▸ **WHAT NEEDS TO BE DONE**
What you print should match the entries exactly, only without the pictures.

(Image point grounding data)
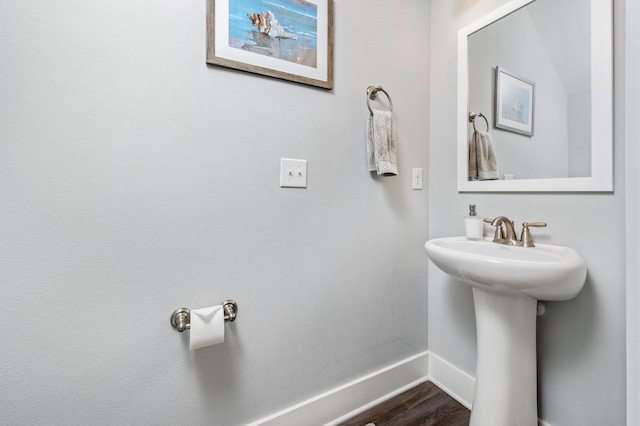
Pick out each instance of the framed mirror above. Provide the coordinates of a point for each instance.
(545, 59)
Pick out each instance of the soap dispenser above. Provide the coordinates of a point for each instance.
(473, 224)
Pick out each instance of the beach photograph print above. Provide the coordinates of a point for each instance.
(286, 39)
(282, 29)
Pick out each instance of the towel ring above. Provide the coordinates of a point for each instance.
(472, 119)
(372, 92)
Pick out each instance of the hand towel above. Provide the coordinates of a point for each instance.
(381, 143)
(482, 157)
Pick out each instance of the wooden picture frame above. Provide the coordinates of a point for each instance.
(514, 102)
(286, 39)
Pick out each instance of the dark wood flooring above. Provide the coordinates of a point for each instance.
(424, 405)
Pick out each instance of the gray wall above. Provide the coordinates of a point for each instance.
(134, 180)
(581, 343)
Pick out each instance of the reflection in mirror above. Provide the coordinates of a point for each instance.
(554, 131)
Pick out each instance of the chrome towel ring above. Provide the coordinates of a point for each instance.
(372, 93)
(181, 318)
(472, 119)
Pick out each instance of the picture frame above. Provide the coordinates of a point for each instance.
(514, 102)
(286, 39)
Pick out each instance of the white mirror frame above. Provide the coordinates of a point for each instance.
(601, 179)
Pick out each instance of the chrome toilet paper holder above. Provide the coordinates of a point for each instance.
(181, 318)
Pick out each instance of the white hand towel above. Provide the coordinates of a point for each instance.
(381, 143)
(482, 157)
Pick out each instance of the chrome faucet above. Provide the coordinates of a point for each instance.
(526, 240)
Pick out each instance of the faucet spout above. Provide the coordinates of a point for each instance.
(511, 232)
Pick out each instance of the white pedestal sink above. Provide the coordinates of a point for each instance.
(507, 281)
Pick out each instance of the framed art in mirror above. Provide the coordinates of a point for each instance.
(515, 102)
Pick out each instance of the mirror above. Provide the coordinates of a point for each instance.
(540, 71)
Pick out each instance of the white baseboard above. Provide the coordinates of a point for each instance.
(346, 401)
(455, 382)
(342, 403)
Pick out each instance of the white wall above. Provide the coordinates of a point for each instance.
(632, 201)
(581, 343)
(135, 180)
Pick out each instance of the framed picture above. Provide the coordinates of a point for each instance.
(286, 39)
(515, 102)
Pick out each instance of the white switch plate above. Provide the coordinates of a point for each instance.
(293, 173)
(416, 178)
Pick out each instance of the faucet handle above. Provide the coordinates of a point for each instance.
(499, 235)
(525, 237)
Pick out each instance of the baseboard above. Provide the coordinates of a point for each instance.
(351, 399)
(346, 401)
(455, 382)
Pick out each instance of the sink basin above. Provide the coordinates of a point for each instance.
(507, 281)
(543, 272)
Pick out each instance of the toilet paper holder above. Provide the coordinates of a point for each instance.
(181, 318)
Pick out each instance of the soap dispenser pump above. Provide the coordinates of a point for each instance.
(473, 224)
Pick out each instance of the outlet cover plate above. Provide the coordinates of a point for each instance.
(293, 173)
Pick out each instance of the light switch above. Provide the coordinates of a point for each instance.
(293, 173)
(416, 178)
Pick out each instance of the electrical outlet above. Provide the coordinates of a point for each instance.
(416, 178)
(293, 173)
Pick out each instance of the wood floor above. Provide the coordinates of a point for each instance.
(424, 405)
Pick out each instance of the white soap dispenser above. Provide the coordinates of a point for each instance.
(473, 224)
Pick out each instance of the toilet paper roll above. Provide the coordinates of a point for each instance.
(207, 327)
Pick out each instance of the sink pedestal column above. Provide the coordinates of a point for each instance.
(506, 383)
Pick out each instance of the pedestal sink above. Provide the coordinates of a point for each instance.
(507, 281)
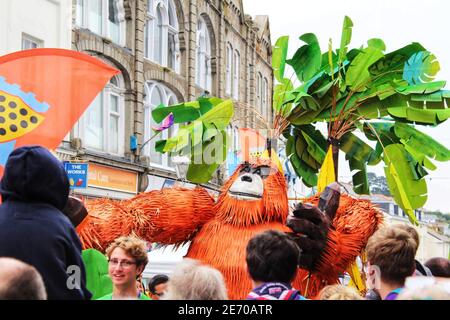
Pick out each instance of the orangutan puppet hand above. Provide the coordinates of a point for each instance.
(311, 225)
(75, 211)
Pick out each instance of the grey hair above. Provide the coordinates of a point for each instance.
(192, 280)
(20, 281)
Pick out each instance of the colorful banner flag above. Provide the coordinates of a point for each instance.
(43, 93)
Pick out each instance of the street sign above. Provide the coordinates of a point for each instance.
(77, 173)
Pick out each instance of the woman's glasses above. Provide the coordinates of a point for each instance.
(123, 263)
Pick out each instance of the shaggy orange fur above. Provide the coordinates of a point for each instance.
(220, 231)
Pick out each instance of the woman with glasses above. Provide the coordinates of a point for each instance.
(127, 258)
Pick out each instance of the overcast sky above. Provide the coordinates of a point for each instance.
(397, 23)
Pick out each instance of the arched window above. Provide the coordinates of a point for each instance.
(259, 89)
(229, 69)
(161, 34)
(158, 43)
(102, 126)
(203, 78)
(264, 93)
(156, 95)
(104, 17)
(237, 61)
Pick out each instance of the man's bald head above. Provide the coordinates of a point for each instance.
(20, 281)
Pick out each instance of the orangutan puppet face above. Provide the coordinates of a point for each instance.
(249, 184)
(255, 193)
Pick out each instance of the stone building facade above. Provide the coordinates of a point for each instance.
(168, 51)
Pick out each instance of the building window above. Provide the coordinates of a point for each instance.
(156, 95)
(203, 66)
(161, 34)
(232, 72)
(29, 42)
(236, 62)
(264, 93)
(101, 127)
(259, 85)
(103, 17)
(229, 67)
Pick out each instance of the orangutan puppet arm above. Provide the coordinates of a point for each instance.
(329, 248)
(169, 216)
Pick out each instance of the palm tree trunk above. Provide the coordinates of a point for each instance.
(335, 152)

▸ **WRITTEN SOLUTION**
Pick out each instance of the framed mirror above. Provide the coordinates of a point for each instance.
(545, 59)
Pick out each instance of the soap dispenser above. Provide the coordinates of a point for each instance.
(473, 224)
Pick out each instance of the beach photograph print above. Provide the coordinates of a point for each instance.
(286, 39)
(282, 29)
Pick out each instance of the towel ring above. Provide the coordinates of a point for each instance.
(472, 119)
(372, 92)
Pick out each instance of the hand towel above. Provide the coordinates of a point for each instance.
(381, 143)
(482, 157)
Pick out each instance of the wooden picture frame above. Provide the coordinates of a point for each instance.
(514, 102)
(286, 39)
Pick out each instance of the dark wood flooring above. Provide the coordinates of a point for each instance.
(424, 405)
Pick out each instance of the gray wall above. Provide the coordinates of a point for each instance.
(134, 180)
(581, 343)
Pick out each instance of the reflection in mirror above. Provide the coordinates of a point for each instance.
(554, 131)
Pick out each instance of the chrome towel ring above. Provide the coordinates of a point for each instance.
(372, 93)
(181, 318)
(472, 119)
Pick out each instance of the picture frame above. Provide the coordinates of a point for each instance.
(514, 102)
(286, 39)
Pick out each instance of the white mirror frame above. Provide the coordinates of a point for each instance.
(601, 179)
Pick out each instance of the chrome toilet paper holder above. Provide the coordinates of a point for each instance.
(181, 318)
Pick out each instance of the white hand towel above. Provide the coordinates of a point for each instance.
(381, 143)
(482, 157)
Pick out each instance of the chrome faucet above. Provide the coordinates of a point for each instance.
(526, 240)
Pick out each instance of the faucet spout above. Provide the coordinates of a point for each instance.
(511, 232)
Pick out each instance of the white pedestal sink above. Provide the coordinates of a point for each instance.
(507, 281)
Pick out each instance of the framed art in mirror above. Provide the coordinates of a point for each instance.
(515, 102)
Pick out each instance of the mirror above. Provide the coordinates of a point for each instance.
(540, 71)
Pick out each instance of the white baseboard above. Provide the coordinates of a point for each instance.
(346, 401)
(455, 382)
(342, 403)
Pick out each instance of the white wall above. Provide the coordinates of a point for each instance.
(632, 201)
(581, 343)
(135, 180)
Pick out each instance of the framed picture above. Provide the coordinates of a point for each instance.
(286, 39)
(515, 102)
Pick out each instance of the white switch plate above. Provide the coordinates of a point for each instance.
(293, 173)
(416, 178)
Pick out each instance of the faucet handle above. Provide the coordinates of a point for each instance.
(499, 235)
(525, 237)
Pick out each instance of the baseboard above. Provide the coordinates of a point for each instance.
(351, 399)
(346, 401)
(455, 382)
Pick out each instance of the sink basin above. Provide the coordinates of a point for each instance.
(507, 281)
(543, 272)
Pick out each instance of the toilet paper holder above. Provide the coordinates of a point for each instance.
(181, 318)
Pick out each instance of the soap dispenser pump above. Provide the coordinates of a point for each instance.
(473, 224)
Pick out each instance of the outlet cover plate above. Provide the coordinates of a point for each instance.
(293, 173)
Pick out each instance of the light switch above. Provide the coordinates of a point for each instance.
(293, 173)
(416, 178)
Pick out each instance of the electrical outlet above. Provide the coordinates of a point for each instance.
(416, 178)
(293, 173)
Pick out each instance of the wood floor above. Provide the coordinates of a point for each instance.
(424, 405)
Pick out each instance of the white soap dispenser above. Provide the coordinates of a point for each instance.
(473, 224)
Pick out each instance of the toilet paper roll above. Provide the coordinates of a point for each instance.
(207, 327)
Pick out each instance of the sink pedestal column above. Provide the coordinates of a point for each instance.
(506, 383)
Pick out each instance of the pedestal sink above. Provide the coordinates of a point for each instance.
(507, 281)
Pick out each instance of the orangutan puppet hand above. Provide the coordinates of a point for each instance.
(311, 225)
(75, 211)
Pick out each instance of the grey hair above. Provide the coordinates of a point for each instance.
(192, 280)
(20, 281)
Pick out each instance of the colorful banner flag above. Provide the coordinates of a point for each instance.
(43, 93)
Pick out each instance of the street sign above. Provide the coordinates of a point for each instance.
(77, 173)
Pick out each instance of the woman's glasses above. Provide the coordinates of a point for each instance.
(123, 263)
Pick out each instance of the shaggy orange fur above. Provide the coordinates of a point for each instance.
(220, 231)
Pick out each instance of the woman with glasses above. Provide the coordinates of a point for each instance.
(127, 258)
Pick out each instance of the overcast sky above. Provide the coordinates of a point for each instance.
(397, 23)
Pick out each instance of the arched window above. Provide the coordinates of a point for each instance.
(259, 89)
(229, 69)
(161, 34)
(158, 43)
(102, 126)
(203, 78)
(264, 93)
(156, 95)
(104, 17)
(237, 61)
Pick out each instance of the man's bald head above. Provide the coordinates of a point for each instance.
(20, 281)
Pick out each instance of the orangutan puppet face above. Provide the coordinates of a point for each instance.
(249, 184)
(255, 193)
Pick out each instance of the stone building facade above. Provide the coordinates of a point for each instance.
(168, 51)
Pick out each instance of the building window above. Provide the coordinates of a point for each instance.
(156, 95)
(203, 66)
(161, 34)
(232, 72)
(29, 42)
(236, 62)
(264, 93)
(101, 127)
(259, 85)
(103, 17)
(229, 67)
Pick out each instance of the orangutan puppet arm above. Provide the coordinates of a point for each instance.
(329, 248)
(169, 216)
Pick out each instance of the palm tree trunk above. Provide the coordinates of a point for each instance.
(335, 152)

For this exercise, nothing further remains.